==== TEXT EXCERPT ====
# digitrax sound decoder helpp



## santafealltheway (Nov 27, 2012)

hey guys!

so i just put the sdhx166 sound decoder in a loco, and everything went fine, it made sounds and the light works, it runs smooth.

THEN, i tried to load a custom sound file onto it with my PR3.

still have motor and light control, but i cant get any sound to come out! I've been googling and researching but nothing seems to have helped. maybe i missed something you guys know of?

oh i tested the speaker, its still good.


----------



## Cycleops (Dec 6, 2014)

Unless someone has a bright idea I should give Digitrax a call or email them.


----------



## Mark VerMurlen (Aug 15, 2015)

I don't have this decoder, but I found with sound files for other boards, you need to exactly match the file format, bit depth, sample frequency, mono vs. stereo, etc. that the instructions tell you to use. Any deviations are likely not to work. Some audio applications put in "extra" information for various purposes which can also trip up simple sound boards. So take care when you save the audio file to only have the absolute basics put into the file.

Mark


----------



## Lemonhawk (Sep 24, 2013)

Hopefully you can get back to the original file. I didn't have any problems doing this so I can only speculate that perhaps it was an 8bit file not a 16 bit file? A total guess! The problem I did have was the speaker that came with the decoder was almost inaudible. Changed to a iPhone speaker and wow what a difference!


----------



## santafealltheway (Nov 27, 2012)

i guess ill have t o call up digitrax. i tried ALL of the sound file on sound depot, and not one works.


----------



## bewhole (Dec 31, 2016)

You probley thought of this before but have you checked all the solder points on the decoder?? Have you checked to see if f:8 is not on(Mute)?? Or the volume turned up??
====
> **WHAT THIS EXERCISE ASKS**
A. Print the sound decoder thread from "so i just put" to "guys know of?".
B. In the sound decoder thread, what did Lemonhawk swap in for the speaker that came with the decoder?
==== INFORMATION SHOWN ====
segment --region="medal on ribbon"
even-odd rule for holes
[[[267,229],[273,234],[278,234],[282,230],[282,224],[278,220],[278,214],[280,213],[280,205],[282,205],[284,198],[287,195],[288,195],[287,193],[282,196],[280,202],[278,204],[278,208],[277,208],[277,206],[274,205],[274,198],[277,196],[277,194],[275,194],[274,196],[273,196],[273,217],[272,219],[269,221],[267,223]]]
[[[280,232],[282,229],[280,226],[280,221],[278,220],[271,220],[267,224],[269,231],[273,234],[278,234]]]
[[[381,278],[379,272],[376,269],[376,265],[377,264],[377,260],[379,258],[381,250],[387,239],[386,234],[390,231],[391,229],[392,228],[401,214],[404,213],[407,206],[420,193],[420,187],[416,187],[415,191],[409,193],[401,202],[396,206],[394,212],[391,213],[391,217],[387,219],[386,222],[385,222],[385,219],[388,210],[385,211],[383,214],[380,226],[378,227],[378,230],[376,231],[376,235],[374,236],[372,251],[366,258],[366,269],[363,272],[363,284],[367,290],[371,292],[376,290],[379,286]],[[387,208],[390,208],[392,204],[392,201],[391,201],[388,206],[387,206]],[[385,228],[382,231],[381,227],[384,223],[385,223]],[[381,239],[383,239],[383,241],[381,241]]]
====
> **FULL SOLUTIONS**
A.
so i just put the sdhx166 sound decoder in a loco, and everything went fine, it made sounds and the light works, it runs smooth.

THEN, i tried to load a custom sound file onto it with my PR3.

still have motor and light control, but i cant get any sound to come out! I've been googling and researching but nothing seems to have helped. maybe i missed something you guys know of?

B. An iPhone speaker.